__Your goal__: Exact repetition is required: output every record in full.

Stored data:
#####
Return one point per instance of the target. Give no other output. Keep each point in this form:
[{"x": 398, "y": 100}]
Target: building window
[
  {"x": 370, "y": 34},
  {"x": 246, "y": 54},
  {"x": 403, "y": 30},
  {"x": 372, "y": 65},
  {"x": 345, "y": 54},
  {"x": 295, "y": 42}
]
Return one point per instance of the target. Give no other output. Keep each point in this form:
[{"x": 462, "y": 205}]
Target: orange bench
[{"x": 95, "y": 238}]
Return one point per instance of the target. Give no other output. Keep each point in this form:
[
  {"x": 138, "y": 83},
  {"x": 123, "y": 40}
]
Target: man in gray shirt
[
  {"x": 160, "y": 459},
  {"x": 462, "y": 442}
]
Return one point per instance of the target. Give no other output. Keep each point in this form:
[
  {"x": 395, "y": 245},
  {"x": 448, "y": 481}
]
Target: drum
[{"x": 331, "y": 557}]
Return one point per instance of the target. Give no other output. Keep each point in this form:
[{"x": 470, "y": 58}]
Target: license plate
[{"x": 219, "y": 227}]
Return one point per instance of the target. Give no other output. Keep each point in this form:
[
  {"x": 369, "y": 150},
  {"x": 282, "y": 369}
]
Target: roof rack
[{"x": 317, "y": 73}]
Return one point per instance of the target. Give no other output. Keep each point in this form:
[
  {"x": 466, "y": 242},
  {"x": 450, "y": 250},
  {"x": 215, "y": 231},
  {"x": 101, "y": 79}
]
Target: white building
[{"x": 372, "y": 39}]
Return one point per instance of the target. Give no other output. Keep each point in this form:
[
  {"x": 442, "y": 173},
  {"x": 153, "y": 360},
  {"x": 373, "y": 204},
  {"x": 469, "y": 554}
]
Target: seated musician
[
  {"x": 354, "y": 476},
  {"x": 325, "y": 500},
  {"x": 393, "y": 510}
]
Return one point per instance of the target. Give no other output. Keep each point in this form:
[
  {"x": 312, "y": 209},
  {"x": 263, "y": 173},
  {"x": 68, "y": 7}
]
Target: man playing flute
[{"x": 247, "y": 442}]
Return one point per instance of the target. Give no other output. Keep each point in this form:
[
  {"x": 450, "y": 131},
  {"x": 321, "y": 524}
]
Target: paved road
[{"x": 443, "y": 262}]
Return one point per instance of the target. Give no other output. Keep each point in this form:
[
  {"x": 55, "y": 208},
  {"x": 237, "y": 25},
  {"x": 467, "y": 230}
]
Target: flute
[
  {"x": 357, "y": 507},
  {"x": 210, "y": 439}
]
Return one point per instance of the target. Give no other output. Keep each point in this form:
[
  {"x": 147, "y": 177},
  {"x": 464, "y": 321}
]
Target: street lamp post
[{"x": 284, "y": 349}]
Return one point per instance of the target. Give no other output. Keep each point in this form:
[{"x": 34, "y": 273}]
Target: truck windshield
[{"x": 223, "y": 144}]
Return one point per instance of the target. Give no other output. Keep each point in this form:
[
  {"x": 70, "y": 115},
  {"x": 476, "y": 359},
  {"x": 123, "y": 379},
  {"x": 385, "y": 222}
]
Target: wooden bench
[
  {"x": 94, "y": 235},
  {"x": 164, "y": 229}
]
#####
__Complete response__:
Return one point per instance of the target. Give no other output. Keep each point in this form:
[{"x": 398, "y": 100}]
Target: building window
[
  {"x": 370, "y": 34},
  {"x": 246, "y": 54},
  {"x": 403, "y": 30},
  {"x": 372, "y": 65},
  {"x": 345, "y": 54},
  {"x": 295, "y": 42}
]
Return one point per instance of the target. Give no other output. Keep each point in this form:
[{"x": 462, "y": 205}]
Target: orange bench
[{"x": 95, "y": 238}]
Return one point per instance of the target. Give no other output. Keep each point in this form:
[
  {"x": 138, "y": 83},
  {"x": 123, "y": 40}
]
Target: man in gray shirt
[
  {"x": 160, "y": 459},
  {"x": 462, "y": 442}
]
Return one point per instance of the target. Give no other output. Keep each point in this form:
[
  {"x": 395, "y": 245},
  {"x": 448, "y": 481}
]
Target: drum
[{"x": 331, "y": 557}]
Return one point per instance of the target. Give no other output. Keep each point in this form:
[{"x": 470, "y": 58}]
Target: license plate
[{"x": 219, "y": 227}]
Return one point per instance of the target. Give no other output. Keep each point in this form:
[
  {"x": 369, "y": 150},
  {"x": 282, "y": 369}
]
Target: roof rack
[{"x": 317, "y": 73}]
Return one point per instance of the target. Give no other output. Keep each point in this form:
[
  {"x": 466, "y": 242},
  {"x": 450, "y": 250},
  {"x": 215, "y": 231},
  {"x": 101, "y": 79}
]
Target: white building
[{"x": 372, "y": 39}]
Return one point per instance of the target. Give no other output. Keep each point in this form:
[
  {"x": 442, "y": 173},
  {"x": 153, "y": 360},
  {"x": 373, "y": 204},
  {"x": 469, "y": 554}
]
Target: seated musician
[
  {"x": 354, "y": 476},
  {"x": 325, "y": 500},
  {"x": 393, "y": 510}
]
Return one point per instance of the target. Give no other output. Keep each point in this form:
[
  {"x": 312, "y": 209},
  {"x": 263, "y": 173},
  {"x": 68, "y": 7}
]
Target: man playing flute
[{"x": 247, "y": 442}]
Return one point per instance of the target. Give no other output. Keep each point in this form:
[
  {"x": 450, "y": 131},
  {"x": 321, "y": 524}
]
Target: paved road
[{"x": 443, "y": 262}]
Return one point per instance of the target. Give no other output. Keep each point in this form:
[
  {"x": 55, "y": 208},
  {"x": 237, "y": 25},
  {"x": 467, "y": 230}
]
Target: flute
[
  {"x": 357, "y": 507},
  {"x": 210, "y": 439}
]
Return one point per instance of the target. Give no other output. Keep each point in this form:
[
  {"x": 147, "y": 177},
  {"x": 464, "y": 321}
]
Target: street lamp post
[{"x": 284, "y": 349}]
Return one point per instance of the target. Give no other output. Keep each point in this form:
[{"x": 34, "y": 273}]
Target: truck windshield
[{"x": 223, "y": 144}]
Return one point per instance of the target. Give no other output. Keep each point in this form:
[
  {"x": 70, "y": 115},
  {"x": 476, "y": 359},
  {"x": 123, "y": 379},
  {"x": 385, "y": 222}
]
Target: wooden bench
[
  {"x": 94, "y": 235},
  {"x": 164, "y": 229}
]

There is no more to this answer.